▸ Problem to solve
When you restate the records, do so word for word and omit any picture they contain.

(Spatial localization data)
*****
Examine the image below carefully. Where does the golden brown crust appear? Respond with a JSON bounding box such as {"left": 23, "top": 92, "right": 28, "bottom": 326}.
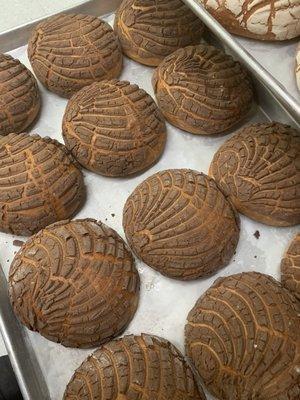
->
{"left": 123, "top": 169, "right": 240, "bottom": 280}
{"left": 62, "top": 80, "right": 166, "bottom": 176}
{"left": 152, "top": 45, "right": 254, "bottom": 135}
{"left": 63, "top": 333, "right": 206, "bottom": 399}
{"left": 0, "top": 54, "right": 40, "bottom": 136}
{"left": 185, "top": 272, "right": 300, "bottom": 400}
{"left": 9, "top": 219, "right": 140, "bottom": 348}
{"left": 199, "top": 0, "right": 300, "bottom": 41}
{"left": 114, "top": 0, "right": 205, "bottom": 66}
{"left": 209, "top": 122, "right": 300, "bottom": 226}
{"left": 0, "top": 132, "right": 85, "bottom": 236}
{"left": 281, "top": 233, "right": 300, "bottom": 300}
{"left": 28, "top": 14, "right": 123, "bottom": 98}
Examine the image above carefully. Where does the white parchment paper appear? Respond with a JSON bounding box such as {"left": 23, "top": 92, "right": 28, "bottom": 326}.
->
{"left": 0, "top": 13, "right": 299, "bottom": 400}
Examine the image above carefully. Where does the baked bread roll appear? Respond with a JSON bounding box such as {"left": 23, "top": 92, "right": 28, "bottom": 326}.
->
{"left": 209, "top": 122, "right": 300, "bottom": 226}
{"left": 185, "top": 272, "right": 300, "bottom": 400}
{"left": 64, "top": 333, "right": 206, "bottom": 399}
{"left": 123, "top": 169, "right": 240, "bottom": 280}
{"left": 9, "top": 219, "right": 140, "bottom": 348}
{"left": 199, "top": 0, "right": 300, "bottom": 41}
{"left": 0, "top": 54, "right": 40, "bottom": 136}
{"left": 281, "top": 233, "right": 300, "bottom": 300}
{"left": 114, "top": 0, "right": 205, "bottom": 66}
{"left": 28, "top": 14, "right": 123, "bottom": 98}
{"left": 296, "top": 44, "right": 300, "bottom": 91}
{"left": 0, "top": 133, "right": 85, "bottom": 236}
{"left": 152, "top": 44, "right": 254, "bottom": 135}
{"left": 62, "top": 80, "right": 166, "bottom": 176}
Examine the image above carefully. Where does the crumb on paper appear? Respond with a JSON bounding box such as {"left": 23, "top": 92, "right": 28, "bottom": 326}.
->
*****
▸ Exercise output
Examine the image below carefully. Where does the golden brown crust appear? Respond with a JSON bounding box such as {"left": 23, "top": 92, "right": 28, "bottom": 326}.
->
{"left": 123, "top": 169, "right": 240, "bottom": 280}
{"left": 62, "top": 80, "right": 166, "bottom": 176}
{"left": 152, "top": 45, "right": 254, "bottom": 135}
{"left": 63, "top": 333, "right": 206, "bottom": 399}
{"left": 0, "top": 54, "right": 40, "bottom": 136}
{"left": 185, "top": 272, "right": 300, "bottom": 400}
{"left": 9, "top": 219, "right": 140, "bottom": 348}
{"left": 199, "top": 0, "right": 300, "bottom": 41}
{"left": 114, "top": 0, "right": 205, "bottom": 66}
{"left": 209, "top": 122, "right": 300, "bottom": 226}
{"left": 0, "top": 132, "right": 85, "bottom": 236}
{"left": 281, "top": 233, "right": 300, "bottom": 300}
{"left": 28, "top": 14, "right": 123, "bottom": 98}
Examine the image above carefully. Where does the white parchment paper appear? Respond with a JSON bounding box such as {"left": 23, "top": 92, "right": 28, "bottom": 326}.
->
{"left": 0, "top": 13, "right": 299, "bottom": 400}
Examine the image above carefully. Where does the baked bread roll appear? Respond with a JSON bounding box such as {"left": 23, "top": 92, "right": 28, "bottom": 326}.
->
{"left": 209, "top": 122, "right": 300, "bottom": 226}
{"left": 185, "top": 272, "right": 300, "bottom": 400}
{"left": 64, "top": 333, "right": 206, "bottom": 399}
{"left": 123, "top": 169, "right": 240, "bottom": 280}
{"left": 9, "top": 219, "right": 140, "bottom": 348}
{"left": 199, "top": 0, "right": 300, "bottom": 41}
{"left": 0, "top": 54, "right": 40, "bottom": 136}
{"left": 281, "top": 233, "right": 300, "bottom": 300}
{"left": 114, "top": 0, "right": 205, "bottom": 66}
{"left": 28, "top": 14, "right": 123, "bottom": 98}
{"left": 296, "top": 44, "right": 300, "bottom": 91}
{"left": 0, "top": 133, "right": 85, "bottom": 236}
{"left": 152, "top": 44, "right": 254, "bottom": 135}
{"left": 62, "top": 80, "right": 166, "bottom": 176}
Examine the image above carefully. Where does the crumb on paper appear? Respond with a JSON bounding box such as {"left": 23, "top": 92, "right": 28, "bottom": 326}.
->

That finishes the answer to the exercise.